Reproduce exactly the lines from the line containing "Query: red painted letters on court" through the end of the records below, including both ends, and nothing else.

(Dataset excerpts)
====================

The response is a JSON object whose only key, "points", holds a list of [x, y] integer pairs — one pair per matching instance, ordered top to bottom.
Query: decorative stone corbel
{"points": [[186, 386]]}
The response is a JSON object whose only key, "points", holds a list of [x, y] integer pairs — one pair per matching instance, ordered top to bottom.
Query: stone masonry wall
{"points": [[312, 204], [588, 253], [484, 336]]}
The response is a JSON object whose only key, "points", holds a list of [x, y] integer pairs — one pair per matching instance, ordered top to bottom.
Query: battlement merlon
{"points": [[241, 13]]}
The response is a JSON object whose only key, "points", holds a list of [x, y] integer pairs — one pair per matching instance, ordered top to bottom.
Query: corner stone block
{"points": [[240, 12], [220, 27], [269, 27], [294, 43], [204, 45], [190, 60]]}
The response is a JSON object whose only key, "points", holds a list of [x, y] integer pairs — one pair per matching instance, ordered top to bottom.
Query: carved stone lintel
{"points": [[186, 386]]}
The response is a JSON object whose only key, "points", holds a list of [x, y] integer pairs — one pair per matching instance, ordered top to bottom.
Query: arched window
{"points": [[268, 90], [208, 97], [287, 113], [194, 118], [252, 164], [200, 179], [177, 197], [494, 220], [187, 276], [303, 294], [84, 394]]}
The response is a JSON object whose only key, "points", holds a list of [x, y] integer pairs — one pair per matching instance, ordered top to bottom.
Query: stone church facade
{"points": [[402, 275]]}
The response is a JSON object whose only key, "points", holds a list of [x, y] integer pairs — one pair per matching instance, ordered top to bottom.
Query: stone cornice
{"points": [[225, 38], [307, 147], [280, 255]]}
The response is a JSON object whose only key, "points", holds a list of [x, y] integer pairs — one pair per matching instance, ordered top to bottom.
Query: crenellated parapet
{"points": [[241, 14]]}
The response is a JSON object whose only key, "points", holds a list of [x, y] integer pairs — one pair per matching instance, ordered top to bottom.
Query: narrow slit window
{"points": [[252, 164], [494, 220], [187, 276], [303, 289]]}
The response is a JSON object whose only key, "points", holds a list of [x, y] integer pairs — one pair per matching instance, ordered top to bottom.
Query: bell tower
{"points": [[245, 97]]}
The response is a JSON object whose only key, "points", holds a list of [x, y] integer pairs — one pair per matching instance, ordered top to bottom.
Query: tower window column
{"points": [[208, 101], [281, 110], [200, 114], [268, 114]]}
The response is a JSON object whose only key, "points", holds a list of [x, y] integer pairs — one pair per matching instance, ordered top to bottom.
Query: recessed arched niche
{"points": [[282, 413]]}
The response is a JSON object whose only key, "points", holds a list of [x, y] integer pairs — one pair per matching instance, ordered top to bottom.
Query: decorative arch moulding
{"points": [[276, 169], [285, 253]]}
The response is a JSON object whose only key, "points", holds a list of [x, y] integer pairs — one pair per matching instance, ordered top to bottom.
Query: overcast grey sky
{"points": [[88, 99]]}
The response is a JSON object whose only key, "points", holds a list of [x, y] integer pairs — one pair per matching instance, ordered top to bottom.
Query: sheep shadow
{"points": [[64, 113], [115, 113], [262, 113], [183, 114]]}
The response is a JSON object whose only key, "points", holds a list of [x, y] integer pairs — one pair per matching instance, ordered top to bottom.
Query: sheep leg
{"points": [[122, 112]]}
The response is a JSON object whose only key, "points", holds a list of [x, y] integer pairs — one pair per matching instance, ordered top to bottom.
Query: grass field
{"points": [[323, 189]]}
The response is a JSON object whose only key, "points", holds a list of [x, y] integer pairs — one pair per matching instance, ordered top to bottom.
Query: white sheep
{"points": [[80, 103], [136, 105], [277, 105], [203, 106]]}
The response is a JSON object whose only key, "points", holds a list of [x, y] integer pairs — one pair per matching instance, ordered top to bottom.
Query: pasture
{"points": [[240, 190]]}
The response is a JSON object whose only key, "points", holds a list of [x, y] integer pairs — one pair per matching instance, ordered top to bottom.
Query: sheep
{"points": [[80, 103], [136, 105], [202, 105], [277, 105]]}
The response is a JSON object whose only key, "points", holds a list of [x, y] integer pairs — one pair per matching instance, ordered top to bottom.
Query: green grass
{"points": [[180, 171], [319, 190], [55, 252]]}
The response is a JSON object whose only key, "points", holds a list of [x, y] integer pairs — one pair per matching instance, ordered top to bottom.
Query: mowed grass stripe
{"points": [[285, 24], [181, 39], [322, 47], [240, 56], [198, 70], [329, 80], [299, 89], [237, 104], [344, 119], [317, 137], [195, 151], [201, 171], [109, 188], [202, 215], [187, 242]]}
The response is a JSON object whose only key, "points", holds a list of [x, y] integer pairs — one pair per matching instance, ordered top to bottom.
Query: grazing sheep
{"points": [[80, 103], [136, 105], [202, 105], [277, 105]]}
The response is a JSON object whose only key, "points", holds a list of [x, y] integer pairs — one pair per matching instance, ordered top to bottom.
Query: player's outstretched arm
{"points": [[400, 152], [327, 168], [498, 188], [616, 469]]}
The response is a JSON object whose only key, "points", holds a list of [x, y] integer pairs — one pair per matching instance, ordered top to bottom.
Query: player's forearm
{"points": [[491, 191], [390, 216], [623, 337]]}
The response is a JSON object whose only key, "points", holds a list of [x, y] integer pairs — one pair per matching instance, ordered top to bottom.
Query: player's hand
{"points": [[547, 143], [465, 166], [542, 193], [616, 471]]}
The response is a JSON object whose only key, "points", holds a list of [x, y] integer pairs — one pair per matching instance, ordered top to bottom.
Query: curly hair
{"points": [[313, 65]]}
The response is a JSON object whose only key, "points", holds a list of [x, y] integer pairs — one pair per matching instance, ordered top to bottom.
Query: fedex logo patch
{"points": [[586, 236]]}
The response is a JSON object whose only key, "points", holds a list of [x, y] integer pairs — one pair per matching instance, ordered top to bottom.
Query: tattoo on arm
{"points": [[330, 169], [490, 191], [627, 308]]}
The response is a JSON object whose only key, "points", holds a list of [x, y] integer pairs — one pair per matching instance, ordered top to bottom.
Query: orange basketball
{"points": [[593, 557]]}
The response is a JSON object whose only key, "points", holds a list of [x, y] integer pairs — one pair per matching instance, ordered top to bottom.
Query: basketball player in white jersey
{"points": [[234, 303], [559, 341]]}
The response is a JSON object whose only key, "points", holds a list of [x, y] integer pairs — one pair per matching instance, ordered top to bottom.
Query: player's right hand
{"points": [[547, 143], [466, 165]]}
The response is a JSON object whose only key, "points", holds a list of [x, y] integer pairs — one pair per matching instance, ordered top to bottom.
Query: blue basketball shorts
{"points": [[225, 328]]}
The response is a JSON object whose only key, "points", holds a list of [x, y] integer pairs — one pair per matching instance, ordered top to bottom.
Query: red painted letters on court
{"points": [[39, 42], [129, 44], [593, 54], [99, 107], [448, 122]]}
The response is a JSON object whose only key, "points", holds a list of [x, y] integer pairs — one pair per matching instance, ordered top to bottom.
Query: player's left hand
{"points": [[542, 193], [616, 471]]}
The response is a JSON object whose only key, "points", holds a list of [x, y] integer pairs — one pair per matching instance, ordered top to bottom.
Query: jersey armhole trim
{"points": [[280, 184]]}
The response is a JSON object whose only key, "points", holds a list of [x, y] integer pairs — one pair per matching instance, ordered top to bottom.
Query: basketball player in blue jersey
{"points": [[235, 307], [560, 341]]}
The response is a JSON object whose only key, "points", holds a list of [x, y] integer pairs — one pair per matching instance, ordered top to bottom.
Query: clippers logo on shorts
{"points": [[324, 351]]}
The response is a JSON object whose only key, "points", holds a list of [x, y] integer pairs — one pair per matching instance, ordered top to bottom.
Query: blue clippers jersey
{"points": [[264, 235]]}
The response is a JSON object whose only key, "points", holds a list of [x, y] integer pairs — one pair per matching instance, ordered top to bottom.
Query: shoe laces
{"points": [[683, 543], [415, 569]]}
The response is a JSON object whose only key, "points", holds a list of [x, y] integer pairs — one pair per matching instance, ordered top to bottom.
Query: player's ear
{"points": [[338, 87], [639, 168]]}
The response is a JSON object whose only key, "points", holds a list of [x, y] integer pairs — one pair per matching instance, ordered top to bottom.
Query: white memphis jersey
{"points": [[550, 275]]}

====================

Answer to the exercise »
Query: red painted letters on court
{"points": [[39, 42], [129, 44], [593, 54], [99, 107], [448, 122]]}
The response is a JSON object whose only key, "points", holds a list of [x, y] integer pairs — one pair per matching instance, ordered top to bottom.
Query: player's left hand
{"points": [[542, 193], [616, 471]]}
The response is a JSON object whose only key, "points", holds a list of [x, y] integer pairs — one pair per matching instance, ordered top to bottom.
Query: jersey armhole trim
{"points": [[280, 184]]}
The response is a JSON object whose only key, "points", holds a list of [x, y] integer pairs — one pair per matching instance, ordered top to bottom.
Query: basketball player in blue jersey
{"points": [[235, 307], [560, 341]]}
The response is a JSON object whose only key, "points", holds a list of [x, y] integer pairs — one pair per matching instance, ordered top to bottom.
Query: clippers logo on shorts
{"points": [[324, 351]]}
The response is a JSON object whose only key, "points", holds a list of [x, y] integer pairs — one pair per matching instance, ordered top to bottom.
Query: blue clippers jersey
{"points": [[264, 235]]}
The response is a JSON object whose only key, "points", holds a list of [x, y] integer pairs — one pair per matching instance, ordered top to bottom.
Query: shoe laces
{"points": [[683, 543], [415, 569]]}
The response is a JSON object whose only key, "points", holds a list of [x, y] integer pairs — one pair per matching instance, ordered top to bottom.
Query: player's ear
{"points": [[338, 87], [639, 168]]}
The response is a JSON object whose only key, "points", holds a list of [x, y] integer pairs — one pair per matching instance, ordered top to bottom.
Query: white memphis jersey
{"points": [[550, 275]]}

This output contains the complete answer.